### TASK REQUIREMENTS
Show each line in the records below that contains the string "blue", copied in full.

### AVAILABLE RECORDS

════════

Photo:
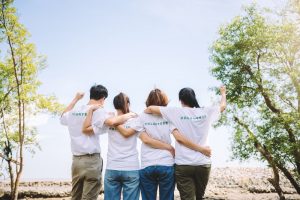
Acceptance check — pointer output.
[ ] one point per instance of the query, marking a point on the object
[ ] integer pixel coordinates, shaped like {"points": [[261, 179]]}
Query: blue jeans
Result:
{"points": [[115, 180], [153, 176]]}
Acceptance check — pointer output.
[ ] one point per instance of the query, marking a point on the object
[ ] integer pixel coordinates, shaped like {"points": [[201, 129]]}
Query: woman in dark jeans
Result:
{"points": [[157, 161], [192, 168]]}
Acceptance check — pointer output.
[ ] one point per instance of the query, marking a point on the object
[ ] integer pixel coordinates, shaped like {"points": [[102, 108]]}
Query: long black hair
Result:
{"points": [[188, 97], [121, 102]]}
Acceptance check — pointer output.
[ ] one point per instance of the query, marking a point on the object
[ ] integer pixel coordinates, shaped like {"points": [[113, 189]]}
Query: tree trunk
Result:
{"points": [[266, 154]]}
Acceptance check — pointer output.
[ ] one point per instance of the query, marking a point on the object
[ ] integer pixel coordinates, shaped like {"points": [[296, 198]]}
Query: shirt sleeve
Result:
{"points": [[64, 118], [172, 127], [98, 120]]}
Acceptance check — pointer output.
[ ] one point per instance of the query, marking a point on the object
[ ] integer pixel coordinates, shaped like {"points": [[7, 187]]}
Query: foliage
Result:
{"points": [[19, 97], [257, 57]]}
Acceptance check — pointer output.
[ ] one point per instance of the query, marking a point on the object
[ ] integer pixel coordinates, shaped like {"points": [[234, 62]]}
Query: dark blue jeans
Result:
{"points": [[116, 180], [153, 176]]}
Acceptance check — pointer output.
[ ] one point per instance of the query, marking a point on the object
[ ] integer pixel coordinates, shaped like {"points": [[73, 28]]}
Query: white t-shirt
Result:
{"points": [[159, 129], [122, 152], [194, 124], [81, 143]]}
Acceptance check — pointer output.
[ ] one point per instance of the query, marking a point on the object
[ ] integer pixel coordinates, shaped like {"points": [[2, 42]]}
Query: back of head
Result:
{"points": [[121, 102], [98, 92], [188, 97], [157, 98]]}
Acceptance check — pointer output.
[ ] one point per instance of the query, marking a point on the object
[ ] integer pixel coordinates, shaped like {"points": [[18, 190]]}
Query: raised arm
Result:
{"points": [[126, 132], [156, 144], [153, 110], [189, 144], [223, 98], [78, 96]]}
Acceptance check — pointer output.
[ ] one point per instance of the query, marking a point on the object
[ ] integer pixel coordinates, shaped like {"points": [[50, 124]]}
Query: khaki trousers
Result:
{"points": [[192, 181], [86, 177]]}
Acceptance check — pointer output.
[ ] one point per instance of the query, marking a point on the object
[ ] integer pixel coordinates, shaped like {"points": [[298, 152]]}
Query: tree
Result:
{"points": [[19, 97], [257, 57]]}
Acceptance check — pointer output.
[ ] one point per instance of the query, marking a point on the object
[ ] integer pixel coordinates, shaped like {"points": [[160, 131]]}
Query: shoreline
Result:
{"points": [[225, 183]]}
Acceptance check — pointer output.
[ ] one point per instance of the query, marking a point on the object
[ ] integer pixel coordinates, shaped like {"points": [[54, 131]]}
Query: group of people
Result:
{"points": [[188, 164]]}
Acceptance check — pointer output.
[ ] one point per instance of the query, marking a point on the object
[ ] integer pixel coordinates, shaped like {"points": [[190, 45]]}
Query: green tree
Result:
{"points": [[19, 97], [257, 57]]}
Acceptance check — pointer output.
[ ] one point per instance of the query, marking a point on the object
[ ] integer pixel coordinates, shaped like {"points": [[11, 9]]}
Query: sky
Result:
{"points": [[129, 46]]}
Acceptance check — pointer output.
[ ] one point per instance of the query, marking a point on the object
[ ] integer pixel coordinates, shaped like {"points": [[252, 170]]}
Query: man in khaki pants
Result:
{"points": [[87, 162]]}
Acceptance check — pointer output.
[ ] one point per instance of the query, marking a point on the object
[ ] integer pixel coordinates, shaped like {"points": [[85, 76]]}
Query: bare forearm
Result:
{"points": [[87, 124], [71, 105], [153, 110], [153, 142], [126, 132], [117, 120]]}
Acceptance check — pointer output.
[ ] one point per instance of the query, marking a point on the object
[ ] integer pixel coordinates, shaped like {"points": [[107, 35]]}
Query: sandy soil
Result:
{"points": [[225, 183]]}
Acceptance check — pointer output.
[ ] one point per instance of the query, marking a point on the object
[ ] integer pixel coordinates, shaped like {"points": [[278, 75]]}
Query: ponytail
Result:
{"points": [[188, 97]]}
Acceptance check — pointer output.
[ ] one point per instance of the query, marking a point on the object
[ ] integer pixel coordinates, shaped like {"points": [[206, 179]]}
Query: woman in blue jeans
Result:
{"points": [[157, 154], [122, 169]]}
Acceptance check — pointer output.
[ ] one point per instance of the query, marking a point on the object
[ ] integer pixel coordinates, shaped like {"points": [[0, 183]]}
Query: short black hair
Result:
{"points": [[98, 92]]}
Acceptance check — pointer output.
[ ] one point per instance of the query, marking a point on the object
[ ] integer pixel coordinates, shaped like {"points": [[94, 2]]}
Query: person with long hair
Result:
{"points": [[87, 162], [192, 169], [157, 154], [122, 169]]}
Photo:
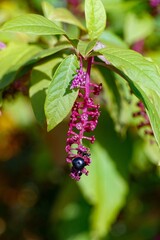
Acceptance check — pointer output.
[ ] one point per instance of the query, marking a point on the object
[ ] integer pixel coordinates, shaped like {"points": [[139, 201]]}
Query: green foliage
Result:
{"points": [[12, 59], [60, 99], [95, 18], [32, 24], [143, 78], [119, 198]]}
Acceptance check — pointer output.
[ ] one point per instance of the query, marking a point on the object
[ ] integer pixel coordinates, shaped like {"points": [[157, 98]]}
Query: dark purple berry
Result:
{"points": [[78, 163]]}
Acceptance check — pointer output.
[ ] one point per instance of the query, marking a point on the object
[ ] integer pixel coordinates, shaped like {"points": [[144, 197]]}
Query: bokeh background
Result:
{"points": [[120, 198]]}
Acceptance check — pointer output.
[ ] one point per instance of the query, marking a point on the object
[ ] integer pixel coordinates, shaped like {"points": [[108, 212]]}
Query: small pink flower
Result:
{"points": [[83, 119]]}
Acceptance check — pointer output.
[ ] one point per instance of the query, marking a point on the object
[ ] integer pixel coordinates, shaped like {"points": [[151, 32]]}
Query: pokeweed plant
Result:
{"points": [[66, 71], [71, 88]]}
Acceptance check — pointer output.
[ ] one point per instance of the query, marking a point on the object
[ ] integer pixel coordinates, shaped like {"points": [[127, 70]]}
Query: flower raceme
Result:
{"points": [[83, 119]]}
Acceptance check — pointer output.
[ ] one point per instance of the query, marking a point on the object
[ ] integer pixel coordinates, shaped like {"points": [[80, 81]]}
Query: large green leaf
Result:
{"points": [[12, 58], [60, 98], [95, 18], [105, 188], [61, 15], [40, 80], [136, 28], [85, 47], [143, 77], [32, 24], [50, 51]]}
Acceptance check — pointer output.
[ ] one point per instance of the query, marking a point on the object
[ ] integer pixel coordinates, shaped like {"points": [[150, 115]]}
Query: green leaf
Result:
{"points": [[61, 15], [12, 58], [137, 27], [85, 47], [60, 98], [111, 39], [143, 77], [32, 24], [95, 18], [105, 188], [40, 80], [48, 52]]}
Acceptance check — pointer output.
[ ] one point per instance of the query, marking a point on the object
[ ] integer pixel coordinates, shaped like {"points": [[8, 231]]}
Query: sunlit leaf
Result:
{"points": [[12, 58], [60, 98], [143, 77], [61, 15], [84, 47], [32, 24], [95, 18], [137, 27], [40, 80], [105, 189]]}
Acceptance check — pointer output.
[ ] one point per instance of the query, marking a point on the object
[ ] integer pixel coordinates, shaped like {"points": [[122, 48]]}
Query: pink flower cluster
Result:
{"points": [[154, 3], [146, 121], [83, 119]]}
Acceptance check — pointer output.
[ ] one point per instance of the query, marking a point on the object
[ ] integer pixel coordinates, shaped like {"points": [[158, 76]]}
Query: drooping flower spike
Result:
{"points": [[83, 119], [146, 121]]}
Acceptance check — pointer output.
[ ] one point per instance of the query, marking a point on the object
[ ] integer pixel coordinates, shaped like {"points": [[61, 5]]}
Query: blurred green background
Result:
{"points": [[120, 197]]}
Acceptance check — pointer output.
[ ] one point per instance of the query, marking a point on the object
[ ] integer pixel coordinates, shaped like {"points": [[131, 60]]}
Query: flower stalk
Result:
{"points": [[83, 119]]}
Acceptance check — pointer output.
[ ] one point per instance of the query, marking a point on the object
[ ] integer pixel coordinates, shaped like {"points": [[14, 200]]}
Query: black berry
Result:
{"points": [[78, 163]]}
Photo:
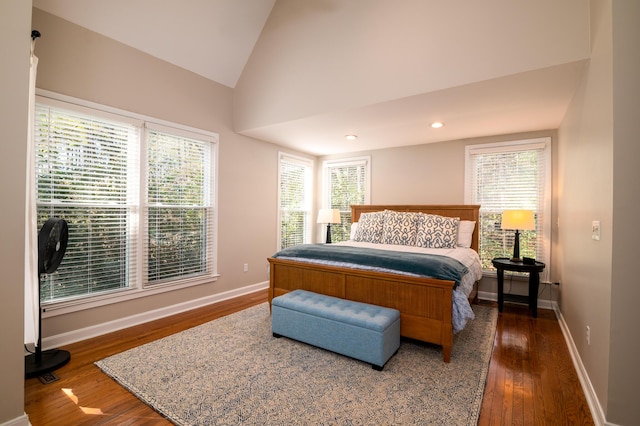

════════

### SOLUTION TO THIS TASK
Query: blue jeans
Query: dark blue jeans
Query: woman in blue jeans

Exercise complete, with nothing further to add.